[Extracted data entries]
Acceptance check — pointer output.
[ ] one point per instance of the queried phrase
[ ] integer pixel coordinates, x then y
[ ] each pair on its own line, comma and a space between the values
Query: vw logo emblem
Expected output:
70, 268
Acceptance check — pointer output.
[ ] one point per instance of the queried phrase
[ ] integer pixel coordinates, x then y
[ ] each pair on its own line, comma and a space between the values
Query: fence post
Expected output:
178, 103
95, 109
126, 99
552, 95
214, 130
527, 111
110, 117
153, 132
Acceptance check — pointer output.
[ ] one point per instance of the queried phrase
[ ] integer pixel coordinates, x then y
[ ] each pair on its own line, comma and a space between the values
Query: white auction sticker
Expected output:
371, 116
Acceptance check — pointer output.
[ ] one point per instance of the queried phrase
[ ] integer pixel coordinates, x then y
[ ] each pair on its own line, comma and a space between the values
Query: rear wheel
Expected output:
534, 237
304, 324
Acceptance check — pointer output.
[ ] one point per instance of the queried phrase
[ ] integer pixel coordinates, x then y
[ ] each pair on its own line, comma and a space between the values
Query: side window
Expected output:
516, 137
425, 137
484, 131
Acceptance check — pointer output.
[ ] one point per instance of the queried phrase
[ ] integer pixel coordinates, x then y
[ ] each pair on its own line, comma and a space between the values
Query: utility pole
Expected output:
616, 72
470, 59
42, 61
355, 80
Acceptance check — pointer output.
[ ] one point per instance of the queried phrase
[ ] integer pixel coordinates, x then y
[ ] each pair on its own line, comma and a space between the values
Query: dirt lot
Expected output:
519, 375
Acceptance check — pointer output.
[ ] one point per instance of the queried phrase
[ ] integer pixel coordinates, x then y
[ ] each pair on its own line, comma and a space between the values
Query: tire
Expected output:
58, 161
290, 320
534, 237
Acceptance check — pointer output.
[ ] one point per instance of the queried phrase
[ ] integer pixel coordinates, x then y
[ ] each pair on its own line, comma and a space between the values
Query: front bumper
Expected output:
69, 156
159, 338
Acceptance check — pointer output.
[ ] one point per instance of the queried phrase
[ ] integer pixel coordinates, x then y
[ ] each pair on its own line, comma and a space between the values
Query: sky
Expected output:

Short exercise
Output the records exactly, including every line.

Exercise solution
Acceptance check — pointer output.
[ ] one point per instance of the queried phrase
[ ] integer pixel coordinates, x then y
[ ] each pair on its own line, comma and a space between the values
Query: vw logo emblem
Expected output:
70, 268
Acceptance check — pointer output.
[ ] one point per instance of the queried phrase
[ ] integer pixel coordinates, x then y
[ ] each pair on its own line, comma and a space between the values
Query: fence post
Expected output:
178, 103
95, 109
126, 99
552, 95
214, 130
527, 111
110, 117
153, 132
Acceptance check — pointer output.
[ ] one point per instance of the queried phrase
[ ] integer pixel coordinates, x then y
[ ] each pair on its own line, comma and a space between the values
Query: white auction sticker
Expected output:
371, 116
Acceptance check — pointer output.
[ ] one point per instance of the queried phrase
[ ] integer pixel coordinates, x then y
[ ] each pair on its own line, comma and a space between the values
Query: rear wheel
Expected output:
534, 237
304, 324
Acceptance check — pointer output.
[ ] one point per instance of the queried phrase
[ ] integer pixel coordinates, x then y
[ ] each pair on its own line, comma and a space between the values
Query: side window
Expected output:
516, 137
425, 137
484, 131
Acceptance check — pointer output.
[ ] one point per instance of the queried phrase
[ ] integer pixel coordinates, x then y
[ ] each pair on its own line, comma and a space between the values
Query: utility pole
Expected output:
616, 72
470, 59
42, 61
355, 80
Acceptance check — pointer output.
[ ] one point per instance of the queried phrase
[ ] integer pixel coordinates, x then y
[ ] each pair on its own line, comma and a space between the values
Query: dirt lot
Expected output:
519, 375
Acceptance check — pointer output.
[ ] one point per instance of the queried phrase
[ ] integer pixel coordinates, x then y
[ ] each pair on its own line, comma and a space between the values
Query: tire
Expected output:
58, 161
290, 320
534, 237
Acceptance check — pointer output.
[ ] one point per instance of the queried phrase
[ ] integer pixel coordinates, x then y
[ ] each pair on its own line, comma and a space between the values
Query: front bumper
Expected output:
69, 156
159, 338
Acceptance check — pointer output.
[ ] one point per instance of the queried phrase
[ ] integer pixel coordinates, x then y
[ ] each pair on its own line, comma and a space between the values
Query: sky
Expected output:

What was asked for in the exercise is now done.